[Task to complete] Return the entries below word for word. No picture belongs in the copy.

Stored data entries
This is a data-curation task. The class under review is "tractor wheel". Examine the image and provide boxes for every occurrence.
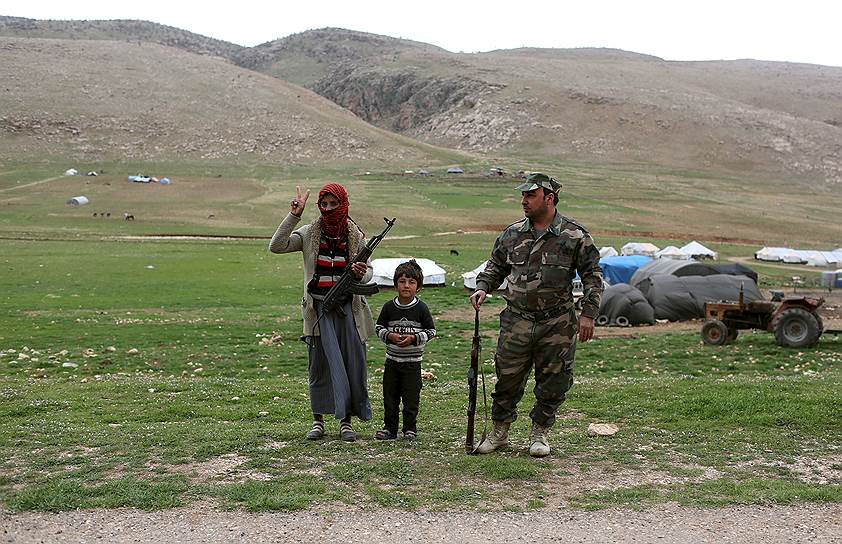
[725,326,739,344]
[616,316,630,327]
[596,315,610,326]
[774,308,821,348]
[701,319,728,346]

[Output of the task]
This is a data-curation task. The class under review is "tractor wheel". Examine the image and provide boxes for every occurrence.
[725,326,739,344]
[616,316,630,327]
[596,315,610,326]
[774,308,821,348]
[701,319,728,346]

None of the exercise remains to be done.